◆ REQUIRED TASK 1
From the blog post about October rain below, copy the passage word for word, beginning at the words "It certainly is" and stopping after the words "designed to do.".
◆ REQUIRED TASK 2
Answer these questions using the blog post about October rain below.
(a) What date appears at the top of the blog post?
(b) Which television program does the writer imagine the earth watching while having a good cry?
(c) What two actions does the writer name as the closest to giving back done lately?

◆ SOURCE TEXT
***
Tuesday, October 28, 2008

Momma Earth vs. The World Series


There's just something really comforting about a good, dark, October rain. The kind that lasts all day long and will not stop short like a summer shower in June. The kind that makes cars and their drivers forget what to do exactly. The sort of weather that makes dogs sleepy and toddlers sleepier, thus affording a guilt-free Mom's Day to unwind. This is the type of rain that is going on here right now as I type. It is sideways, cold, stomping, and if I may add: a little furious. If I think of our earth as a woman I would have to guess that she is PMS'ing and having herself a good cry over a (half eaten) box of Oreos while watching 'Dirty Jobs.' Achem, not all women need "The Notebook" to connect with their inner woes.

It certainly is not hard to sit back and relax while Momma Earth vents a few of her own sorrows. I know it's the least I can do considering the closest to giving back I've done, as of late, is to avoid taking long baths and to rinse out the many recyclables our household consumes. It's my pleasure to let her unleash a few million soggy clouds as long as she wants and to hope that somehow maybe it helps get us all back on track, just like a no-nonsense pity party is designed to do.
***
Stored dataset items:
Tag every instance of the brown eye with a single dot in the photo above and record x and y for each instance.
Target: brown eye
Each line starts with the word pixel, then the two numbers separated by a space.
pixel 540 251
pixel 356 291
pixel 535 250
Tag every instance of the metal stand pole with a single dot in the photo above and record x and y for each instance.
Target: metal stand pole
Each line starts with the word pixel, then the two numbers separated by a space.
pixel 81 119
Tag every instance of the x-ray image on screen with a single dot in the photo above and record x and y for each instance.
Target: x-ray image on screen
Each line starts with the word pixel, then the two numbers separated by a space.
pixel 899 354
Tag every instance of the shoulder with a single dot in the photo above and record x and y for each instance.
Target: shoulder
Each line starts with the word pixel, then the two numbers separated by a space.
***
◆ FINISHED ANSWER 1
It certainly is not hard to sit back and relax while Momma Earth vents a few of her own sorrows. I know it's the least I can do considering the closest to giving back I've done, as of late, is to avoid taking long baths and to rinse out the many recyclables our household consumes. It's my pleasure to let her unleash a few million soggy clouds as long as she wants and to hope that somehow maybe it helps get us all back on track, just like a no-nonsense pity party is designed to do.

◆ FINISHED ANSWER 2
(a) Tuesday, October 28, 2008
(b) 'Dirty Jobs'
(c) Avoiding long baths and rinsing out the many recyclables the household consumes